Start of Data to examine

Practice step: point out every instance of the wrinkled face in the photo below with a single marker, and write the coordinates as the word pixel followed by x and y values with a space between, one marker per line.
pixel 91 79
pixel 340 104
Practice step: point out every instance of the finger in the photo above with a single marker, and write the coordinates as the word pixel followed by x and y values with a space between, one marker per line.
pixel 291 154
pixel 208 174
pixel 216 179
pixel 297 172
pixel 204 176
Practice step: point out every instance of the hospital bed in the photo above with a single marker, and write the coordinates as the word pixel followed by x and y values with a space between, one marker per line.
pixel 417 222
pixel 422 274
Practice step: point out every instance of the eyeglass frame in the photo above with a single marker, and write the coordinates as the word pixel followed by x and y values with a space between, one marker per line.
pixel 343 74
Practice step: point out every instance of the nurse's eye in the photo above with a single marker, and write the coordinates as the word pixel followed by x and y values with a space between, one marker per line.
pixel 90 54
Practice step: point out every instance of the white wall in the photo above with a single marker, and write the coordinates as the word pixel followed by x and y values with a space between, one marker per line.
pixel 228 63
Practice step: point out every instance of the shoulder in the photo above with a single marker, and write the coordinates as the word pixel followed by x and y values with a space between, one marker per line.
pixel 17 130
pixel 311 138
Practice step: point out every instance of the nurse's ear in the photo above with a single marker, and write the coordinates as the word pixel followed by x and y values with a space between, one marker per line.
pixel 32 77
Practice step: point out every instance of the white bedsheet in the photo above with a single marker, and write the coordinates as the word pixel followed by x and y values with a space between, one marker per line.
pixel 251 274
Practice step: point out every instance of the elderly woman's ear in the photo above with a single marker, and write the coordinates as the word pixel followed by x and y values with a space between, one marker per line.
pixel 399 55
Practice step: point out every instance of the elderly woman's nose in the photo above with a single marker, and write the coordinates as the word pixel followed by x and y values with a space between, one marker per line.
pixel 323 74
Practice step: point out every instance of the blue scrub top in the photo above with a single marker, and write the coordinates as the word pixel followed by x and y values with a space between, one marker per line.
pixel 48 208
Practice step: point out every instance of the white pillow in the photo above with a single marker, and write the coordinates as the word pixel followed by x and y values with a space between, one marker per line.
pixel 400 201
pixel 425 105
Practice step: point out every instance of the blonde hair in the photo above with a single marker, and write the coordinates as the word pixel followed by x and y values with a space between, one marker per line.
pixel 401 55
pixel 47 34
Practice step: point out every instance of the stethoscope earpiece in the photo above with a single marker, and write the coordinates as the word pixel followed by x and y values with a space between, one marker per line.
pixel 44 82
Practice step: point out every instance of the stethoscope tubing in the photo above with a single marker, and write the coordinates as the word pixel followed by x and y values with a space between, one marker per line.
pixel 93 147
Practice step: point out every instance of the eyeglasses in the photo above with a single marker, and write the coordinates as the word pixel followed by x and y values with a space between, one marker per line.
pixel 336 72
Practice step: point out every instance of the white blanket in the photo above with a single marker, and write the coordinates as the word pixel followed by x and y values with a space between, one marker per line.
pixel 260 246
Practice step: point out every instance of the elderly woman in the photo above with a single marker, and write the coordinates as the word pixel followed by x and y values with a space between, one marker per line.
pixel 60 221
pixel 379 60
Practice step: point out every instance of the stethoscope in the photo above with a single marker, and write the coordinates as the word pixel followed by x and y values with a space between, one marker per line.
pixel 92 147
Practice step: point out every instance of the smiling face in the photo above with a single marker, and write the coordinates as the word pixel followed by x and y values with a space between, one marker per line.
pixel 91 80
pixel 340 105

End of Data to examine

- _What you should do_: Extract the complete data, matching each line exactly.

- _Answer for this exercise_:
Practice step: point out every instance of the wrinkled face in the photo below with a single marker, and write the coordinates as the word pixel followed by x and y values with a space between, one marker per line.
pixel 91 79
pixel 340 104
Practice step: point out every instance of the finger in the photo above with a single marker, and write the coordinates as the word pixel followed by x and y values with a space between, one marker per line.
pixel 291 154
pixel 208 174
pixel 216 179
pixel 297 172
pixel 204 176
Practice step: point out every instance of the hospital bed in the photo above with a single marker, and write the coordinates as the word pixel followed by x and y values with a space between, one marker per line.
pixel 417 222
pixel 422 274
Practice step: point out every instance of the eyeglass frame in the photo above with a single marker, and write the coordinates as the word pixel followed by x and y values with a space between, one marker per line.
pixel 343 74
Practice step: point out every instance of the nurse's eye in the photo above with a single marker, and write the coordinates as the word pixel followed by x and y values with a space between, one marker per line.
pixel 90 54
Practice step: point out every instance of the white wall in the photo above with a single marker, and write the coordinates as the word pixel followed by x and y values with a space between, one marker per line.
pixel 228 63
Practice step: point out every instance of the shoulder in the photo above with a single marker, and write the coordinates as the word pixel followed by x and y values with a space between, one marker per line.
pixel 17 130
pixel 311 138
Practice step: point out every instance of the nurse's ear in the photo above with a single marker, and write the coordinates as the word pixel followed by x and y values with a space between, one marker per line.
pixel 32 77
Practice step: point out every instance of the white bedsheet in the photo above with a single marker, and write the coordinates as the word pixel followed by x and y values with a space between, one marker per line.
pixel 251 274
Practice step: point out every instance of the elderly woman's ear in the photo above with a single marker, and write the coordinates as the word pixel followed by x and y values with a space between, one marker per line.
pixel 399 55
Practice step: point out every instance of the elderly woman's nose in the photo above with a single marker, and write the coordinates as the word pixel followed by x and y values with a space between, one marker per line.
pixel 323 74
Practice step: point out every instance of the blue scrub top in the photo above with a single marker, and write the coordinates as the word pixel followed by x and y values with a space between, one marker per line.
pixel 48 208
Practice step: point out every instance of the white pillow in the photo above with a single marker, and write the coordinates as the word pixel followed by x and y values with a space between, one marker per line.
pixel 400 201
pixel 425 105
Practice step: point out every instance of the blonde hair in the photo above with a single marker, and write the coordinates as the word pixel followed by x and y values with a space between, one marker per line.
pixel 401 55
pixel 47 34
Practice step: point out every instance of the stethoscope earpiece in the photo above with a single marker, and write the coordinates as the word pixel followed by x and y values with a space between, one marker per line.
pixel 44 82
Practice step: point out every instance of the stethoscope tubing in the photo above with a single marker, and write the coordinates as the word pixel followed by x and y values with a space between, one marker per line.
pixel 93 147
Practice step: point out every instance of the eyeglasses in the photo above with a single marker, and write the coordinates as the word pixel followed by x and y values with a space between, one marker per line.
pixel 336 72
Practice step: point out every instance of the white blanket in the photo above with a single marker, and write the coordinates as the word pixel followed by x and y values with a space between, one marker per line.
pixel 260 246
Practice step: point out every instance of the elderly woman in the photo above with a single marker, and write the coordinates as the word pixel followed by x and y values with a space between, one marker per line.
pixel 60 221
pixel 379 60
Practice step: point out every instance of the stethoscope in the photo above with a single marker, and write the coordinates as the word pixel followed by x and y values with a space between, one marker per line.
pixel 92 147
Practice step: point out every instance of the smiling face in the photo above with a single marker, and write the coordinates as the word pixel followed by x and y values with a space between, one marker per line.
pixel 91 80
pixel 340 105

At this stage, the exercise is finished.